Problem details:
Only the lines from the line containing "Target: green rim pattern on bowl" through the final line of the entries should be printed, exactly as given, with the pictures left out.

[Stored data entries]
▬▬▬▬▬▬▬▬▬▬

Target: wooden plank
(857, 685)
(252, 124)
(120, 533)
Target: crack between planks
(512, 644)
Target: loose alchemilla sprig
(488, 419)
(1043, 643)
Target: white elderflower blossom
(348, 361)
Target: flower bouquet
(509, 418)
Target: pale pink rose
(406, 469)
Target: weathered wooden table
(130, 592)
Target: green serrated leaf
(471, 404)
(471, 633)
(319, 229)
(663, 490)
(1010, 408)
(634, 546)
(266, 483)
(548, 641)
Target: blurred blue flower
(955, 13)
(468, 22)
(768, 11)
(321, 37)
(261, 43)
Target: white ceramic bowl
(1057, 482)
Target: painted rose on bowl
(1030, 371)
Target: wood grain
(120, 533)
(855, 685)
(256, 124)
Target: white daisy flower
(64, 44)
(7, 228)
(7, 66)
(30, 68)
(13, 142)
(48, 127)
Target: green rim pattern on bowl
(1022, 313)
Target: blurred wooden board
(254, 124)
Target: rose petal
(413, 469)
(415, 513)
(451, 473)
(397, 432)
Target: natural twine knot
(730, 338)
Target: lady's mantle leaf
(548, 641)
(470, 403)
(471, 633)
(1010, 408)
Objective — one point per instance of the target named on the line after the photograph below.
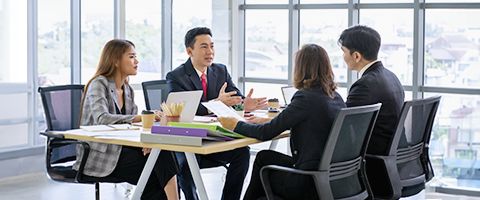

▬▬▬▬▬▬▬▬▬▬

Result of the exercise:
Target: green rim pattern on bowl
(1022, 313)
Target: blurred wooden board
(254, 124)
Target: rose petal
(413, 469)
(415, 513)
(451, 473)
(397, 432)
Target: natural twine knot
(730, 338)
Target: lady's mantle leaf
(548, 641)
(470, 403)
(471, 633)
(1010, 408)
Objective — one point per instance of the target named on the line after the photograph below.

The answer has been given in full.